Mr. Freeman : Absolutely not. The safety of the railways, which has been the pre-eminent concern of the British Railways Board in recent years, will continue. A privatised railway will be as safe as, if not safer than, a publicly owned railway. As for the investigation of accidents, there will be no change. Her Majesty's inspectorate will continue to focus on the cause of each accident, not initially on seeking to apportion blame.
Mr. Forman : Is my right hon. Friend aware that my rail-travelling constituents will expect nothing less than that the interests of safety will be paramount in the new arrangements of British Rail ? Can he assure me and my constituents that sufficient provision will be made for infrastructure investment in British Rail once Railtrack is really operational ? It is important that we deal with the problems of signal failure and the like in a manner that enables people to travel to and from work reliably.
Mr. Freeman : As a result of the reforms, Railtrack's investment budget, which will be higher this year than for comparable types of investment last year by British Rail, will be protected by its own depreciation flow. Therefore, it will generate sufficient funds to maintain a high level of investment in the infrastructure. We expect that to be £500 million in the existing railway this year, £600 million next year and £750 million the year after.

▶ ENTRIES SHOWN:
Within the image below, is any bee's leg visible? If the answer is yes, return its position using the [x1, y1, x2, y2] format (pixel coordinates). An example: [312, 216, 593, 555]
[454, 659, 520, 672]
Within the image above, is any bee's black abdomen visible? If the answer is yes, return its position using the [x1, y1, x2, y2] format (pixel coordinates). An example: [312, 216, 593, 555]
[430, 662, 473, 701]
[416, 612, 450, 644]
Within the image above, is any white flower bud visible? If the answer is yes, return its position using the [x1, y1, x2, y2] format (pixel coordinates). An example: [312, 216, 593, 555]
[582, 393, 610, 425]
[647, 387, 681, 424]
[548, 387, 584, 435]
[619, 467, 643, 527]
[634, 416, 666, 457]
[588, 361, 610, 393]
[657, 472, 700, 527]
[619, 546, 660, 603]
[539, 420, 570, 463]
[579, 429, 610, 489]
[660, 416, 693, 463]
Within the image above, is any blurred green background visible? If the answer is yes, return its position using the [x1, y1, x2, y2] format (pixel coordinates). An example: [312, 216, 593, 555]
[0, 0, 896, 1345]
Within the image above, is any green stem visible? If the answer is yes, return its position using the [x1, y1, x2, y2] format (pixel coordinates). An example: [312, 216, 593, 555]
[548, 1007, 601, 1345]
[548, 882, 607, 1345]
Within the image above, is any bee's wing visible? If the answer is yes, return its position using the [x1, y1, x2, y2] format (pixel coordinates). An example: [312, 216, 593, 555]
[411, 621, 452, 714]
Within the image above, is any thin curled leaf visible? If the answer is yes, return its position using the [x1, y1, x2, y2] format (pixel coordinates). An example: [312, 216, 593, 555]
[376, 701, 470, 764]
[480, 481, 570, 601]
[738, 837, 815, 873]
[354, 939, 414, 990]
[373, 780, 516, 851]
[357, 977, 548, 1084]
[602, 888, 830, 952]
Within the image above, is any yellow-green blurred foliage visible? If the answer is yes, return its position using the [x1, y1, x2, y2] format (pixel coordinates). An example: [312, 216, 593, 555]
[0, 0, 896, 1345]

▶ OBJECTIVE: Reproduce the parliamentary exchange on railway safety word for word, from beginning to end. The material above has no connection to the parliamentary exchange on railway safety.

▶ ANSWER FOR THE TASK:
Mr. Freeman : Absolutely not. The safety of the railways, which has been the pre-eminent concern of the British Railways Board in recent years, will continue. A privatised railway will be as safe as, if not safer than, a publicly owned railway. As for the investigation of accidents, there will be no change. Her Majesty's inspectorate will continue to focus on the cause of each accident, not initially on seeking to apportion blame.
Mr. Forman : Is my right hon. Friend aware that my rail-travelling constituents will expect nothing less than that the interests of safety will be paramount in the new arrangements of British Rail ? Can he assure me and my constituents that sufficient provision will be made for infrastructure investment in British Rail once Railtrack is really operational ? It is important that we deal with the problems of signal failure and the like in a manner that enables people to travel to and from work reliably.
Mr. Freeman : As a result of the reforms, Railtrack's investment budget, which will be higher this year than for comparable types of investment last year by British Rail, will be protected by its own depreciation flow. Therefore, it will generate sufficient funds to maintain a high level of investment in the infrastructure. We expect that to be £500 million in the existing railway this year, £600 million next year and £750 million the year after.